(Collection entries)
━━━━━━━━━━━━━━━━━━━━

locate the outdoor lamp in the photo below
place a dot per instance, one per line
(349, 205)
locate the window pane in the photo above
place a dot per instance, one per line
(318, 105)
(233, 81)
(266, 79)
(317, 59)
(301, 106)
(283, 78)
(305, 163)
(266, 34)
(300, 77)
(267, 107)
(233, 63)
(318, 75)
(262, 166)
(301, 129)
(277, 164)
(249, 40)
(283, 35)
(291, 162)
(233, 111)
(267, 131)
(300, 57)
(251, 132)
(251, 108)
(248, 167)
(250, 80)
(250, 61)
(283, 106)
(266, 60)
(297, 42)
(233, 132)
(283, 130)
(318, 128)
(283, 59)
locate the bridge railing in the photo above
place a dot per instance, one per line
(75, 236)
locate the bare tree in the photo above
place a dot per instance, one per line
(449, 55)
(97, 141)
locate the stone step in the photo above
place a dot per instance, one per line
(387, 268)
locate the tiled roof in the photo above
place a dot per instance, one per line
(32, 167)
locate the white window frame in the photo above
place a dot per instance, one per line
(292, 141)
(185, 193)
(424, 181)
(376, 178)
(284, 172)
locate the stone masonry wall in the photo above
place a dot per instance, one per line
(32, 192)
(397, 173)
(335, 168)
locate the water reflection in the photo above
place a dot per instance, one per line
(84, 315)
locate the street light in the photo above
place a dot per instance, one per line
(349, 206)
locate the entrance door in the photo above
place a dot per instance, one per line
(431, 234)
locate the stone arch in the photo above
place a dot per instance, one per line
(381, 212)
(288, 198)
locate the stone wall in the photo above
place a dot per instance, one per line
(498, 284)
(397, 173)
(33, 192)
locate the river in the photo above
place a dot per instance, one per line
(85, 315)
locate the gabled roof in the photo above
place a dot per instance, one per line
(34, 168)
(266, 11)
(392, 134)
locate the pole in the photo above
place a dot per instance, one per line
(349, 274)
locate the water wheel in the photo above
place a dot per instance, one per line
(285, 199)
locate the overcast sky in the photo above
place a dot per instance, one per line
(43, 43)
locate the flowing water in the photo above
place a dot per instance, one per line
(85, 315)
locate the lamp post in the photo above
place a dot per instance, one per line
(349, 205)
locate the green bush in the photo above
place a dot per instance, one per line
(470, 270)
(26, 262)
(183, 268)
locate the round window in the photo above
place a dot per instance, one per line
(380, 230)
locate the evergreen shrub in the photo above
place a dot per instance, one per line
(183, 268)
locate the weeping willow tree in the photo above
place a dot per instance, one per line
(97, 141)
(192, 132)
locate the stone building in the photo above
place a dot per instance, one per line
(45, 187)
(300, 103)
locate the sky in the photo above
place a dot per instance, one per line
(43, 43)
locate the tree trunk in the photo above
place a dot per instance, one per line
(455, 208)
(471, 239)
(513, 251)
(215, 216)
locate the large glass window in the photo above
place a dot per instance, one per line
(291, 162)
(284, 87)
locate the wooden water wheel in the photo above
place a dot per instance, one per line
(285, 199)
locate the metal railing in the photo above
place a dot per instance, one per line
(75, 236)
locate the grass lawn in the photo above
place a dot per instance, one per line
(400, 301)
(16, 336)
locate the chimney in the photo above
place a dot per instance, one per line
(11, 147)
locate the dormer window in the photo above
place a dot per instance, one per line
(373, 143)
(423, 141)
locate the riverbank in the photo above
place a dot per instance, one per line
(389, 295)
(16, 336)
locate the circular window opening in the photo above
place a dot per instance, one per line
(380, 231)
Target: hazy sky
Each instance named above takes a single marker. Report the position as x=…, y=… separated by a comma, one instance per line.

━━━━━━━━━━━━━━━━━━━━

▸ WHAT IS ASKED
Rewrite the entries as a JSON list of strings, one string per line and with blank lines left out, covering only the part that opens with the line containing "locate the metal railing in the photo above" and runs through the last of the entries.

▸ FINAL ANSWER
[
  "locate the metal railing in the photo above",
  "place a dot per instance, one per line",
  "(75, 236)",
  "locate the grass lawn in the photo above",
  "place a dot per instance, one per line",
  "(400, 301)",
  "(16, 336)",
  "locate the chimney in the photo above",
  "place a dot per instance, one per line",
  "(11, 147)",
  "locate the dormer window in the photo above",
  "place a dot per instance, one per line",
  "(373, 143)",
  "(423, 141)",
  "locate the riverbank in the photo above",
  "place a dot per instance, one per line",
  "(389, 295)",
  "(16, 336)",
  "locate the circular window opening in the photo above",
  "place a dot per instance, one per line",
  "(380, 231)",
  "Target: hazy sky",
  "Each instance named above takes a single marker. Report the position as x=…, y=… separated by a comma, one instance per line."
]